**Work request 1**
In the Hoshide obituary, rewrite the text between "C. Doris Hoshide, 99, dies;" and "Hospital in Rockville.", inclusive, changing "internment camp" to "detention camp".
**Work request 2**
According to the Hoshide obituary, which agency did she transfer to in 1961?
**Work request 3**
Extend the Hoshide obituary past its final sentence.

**Provided passage**
C. Doris Hoshide, 99, dies; Map Service translator


C. Doris Hoshide was sent to a World War II internment camp in Wyoming, where she worked as an elementary school teacher. (Family Photo)

By Emma Brown
Washington Post Staff Writer
Tuesday, May 18, 2010

C. Doris Hoshide, 99, who became a translator for the Army Map Service after she was released from a World War II-era internment camp for Japanese Americans, died of respiratory failure May 12 at Shady Grove Adventist Hospital in Rockville.

Mrs. Hoshide was among more than 120,000 Americans of Japanese descent who were incarcerated in camps during the war, ostensibly because they were considered a threat to national security. In 1942, she was sent to Heart Mountain Relocation Center in north-central Wyoming, where she worked as an elementary school teacher.

The following year, she was allowed to leave Heart Mountain to work in Cleveland for the Army Map Service. After the war, she moved to the agency's Washington headquarters and became a geographic research specialist. She transferred to the Defense Intelligence Agency in 1961 and retired in 1972.

Data excerpts:

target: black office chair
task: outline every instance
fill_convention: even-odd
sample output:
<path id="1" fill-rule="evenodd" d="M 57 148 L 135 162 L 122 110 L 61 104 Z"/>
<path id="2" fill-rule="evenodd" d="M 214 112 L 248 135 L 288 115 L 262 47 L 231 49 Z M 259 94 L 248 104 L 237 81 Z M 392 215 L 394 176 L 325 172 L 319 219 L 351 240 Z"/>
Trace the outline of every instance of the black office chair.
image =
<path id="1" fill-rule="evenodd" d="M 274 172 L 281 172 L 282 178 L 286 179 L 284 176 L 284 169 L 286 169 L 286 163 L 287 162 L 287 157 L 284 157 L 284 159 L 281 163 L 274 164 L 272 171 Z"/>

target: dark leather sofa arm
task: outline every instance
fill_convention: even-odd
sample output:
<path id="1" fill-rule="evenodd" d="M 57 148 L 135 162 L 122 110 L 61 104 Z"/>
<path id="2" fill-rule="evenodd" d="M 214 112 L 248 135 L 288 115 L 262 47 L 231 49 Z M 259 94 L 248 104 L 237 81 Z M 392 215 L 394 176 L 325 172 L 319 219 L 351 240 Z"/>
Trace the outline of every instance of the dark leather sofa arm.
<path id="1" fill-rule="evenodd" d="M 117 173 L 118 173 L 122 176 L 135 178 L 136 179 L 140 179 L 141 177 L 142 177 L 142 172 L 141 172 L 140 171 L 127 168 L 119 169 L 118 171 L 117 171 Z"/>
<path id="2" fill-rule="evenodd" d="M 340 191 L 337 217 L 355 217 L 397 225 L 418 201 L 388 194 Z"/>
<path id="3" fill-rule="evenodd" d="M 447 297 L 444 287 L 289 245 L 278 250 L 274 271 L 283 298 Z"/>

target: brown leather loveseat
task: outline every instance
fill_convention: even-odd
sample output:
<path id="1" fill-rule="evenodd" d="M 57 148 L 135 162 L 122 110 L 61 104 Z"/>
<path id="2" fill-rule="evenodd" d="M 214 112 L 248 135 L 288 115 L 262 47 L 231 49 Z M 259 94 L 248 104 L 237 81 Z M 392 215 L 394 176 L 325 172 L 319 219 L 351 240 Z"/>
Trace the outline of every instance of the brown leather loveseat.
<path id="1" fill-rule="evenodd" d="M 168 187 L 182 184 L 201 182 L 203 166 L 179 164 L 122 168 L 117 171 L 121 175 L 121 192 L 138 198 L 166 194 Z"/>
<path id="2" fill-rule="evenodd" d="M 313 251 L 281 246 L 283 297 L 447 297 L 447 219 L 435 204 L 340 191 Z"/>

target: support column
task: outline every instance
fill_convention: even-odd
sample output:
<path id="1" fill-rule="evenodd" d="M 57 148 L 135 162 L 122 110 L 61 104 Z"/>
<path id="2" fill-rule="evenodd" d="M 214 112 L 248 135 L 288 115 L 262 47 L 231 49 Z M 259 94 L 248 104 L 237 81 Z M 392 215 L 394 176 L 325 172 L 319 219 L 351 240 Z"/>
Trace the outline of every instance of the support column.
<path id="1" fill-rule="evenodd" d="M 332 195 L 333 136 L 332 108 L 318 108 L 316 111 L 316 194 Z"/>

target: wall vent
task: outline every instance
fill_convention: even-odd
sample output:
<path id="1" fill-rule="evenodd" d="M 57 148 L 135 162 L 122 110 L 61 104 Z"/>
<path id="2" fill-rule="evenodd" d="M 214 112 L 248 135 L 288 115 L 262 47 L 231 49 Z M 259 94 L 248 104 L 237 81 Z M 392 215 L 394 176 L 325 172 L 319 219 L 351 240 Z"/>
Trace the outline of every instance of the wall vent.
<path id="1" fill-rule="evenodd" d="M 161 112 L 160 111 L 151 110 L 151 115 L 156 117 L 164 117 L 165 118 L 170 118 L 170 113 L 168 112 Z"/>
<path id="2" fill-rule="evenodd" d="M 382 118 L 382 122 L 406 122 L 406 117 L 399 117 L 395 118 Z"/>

**Task response 1**
C. Doris Hoshide, 99, dies; Map Service translator


C. Doris Hoshide was sent to a World War II detention camp in Wyoming, where she worked as an elementary school teacher. (Family Photo)

By Emma Brown
Washington Post Staff Writer
Tuesday, May 18, 2010

C. Doris Hoshide, 99, who became a translator for the Army Map Service after she was released from a World War II-era detention camp for Japanese Americans, died of respiratory failure May 12 at Shady Grove Adventist Hospital in Rockville.

**Task response 2**
The Defense Intelligence Agency.

**Task response 3**
Mrs. Hoshide wore an ever-present smile, said family friend Frank H. Wu, a professor at Howard University's law school. She did not often speak about the irony of having spent 30 years working for the government that had once imprisoned her. But in 2001, less than two weeks after the Sept. 11 terrorist attacks, she told a Washington Post reporter that she could relate to Arab Americans' fears that they would be treated as enemies by their countrymen. That's what had happened to her.

"All our freedom was gone because people compared us to people from Japan," she said. "We had nothing to do with Japan; we were Americans."

Chiyoko Doris Aiso was born Jan. 2, 1911, in South Pasadena, Calif. She was a nisei, the child of immigrants from Japan, whose father worked in construction and whose mother was a teacher. When she was a girl, she and her family often went by horse and buggy to the beach, where her parents dove for abalone.

She graduated from high school in Hollywood and entered the University of California at Los Angeles, where she changed her major from education to geography after she was advised that Japanese could not get teaching jobs. Barred from Greek sororities because of her heritage, she became one of the first members of Chi Alpha Delta, a first-of-its-kind Asian American sorority.

She graduated in 1934 and moved to Seattle, where she worked as a youth director at a Methodist church and met her husband-to-be, Toshio Hoshide. He would also be interned at Heart Mountain and became a cartographer for the Army Map Service. He died in 1997 after 62 years of marriage.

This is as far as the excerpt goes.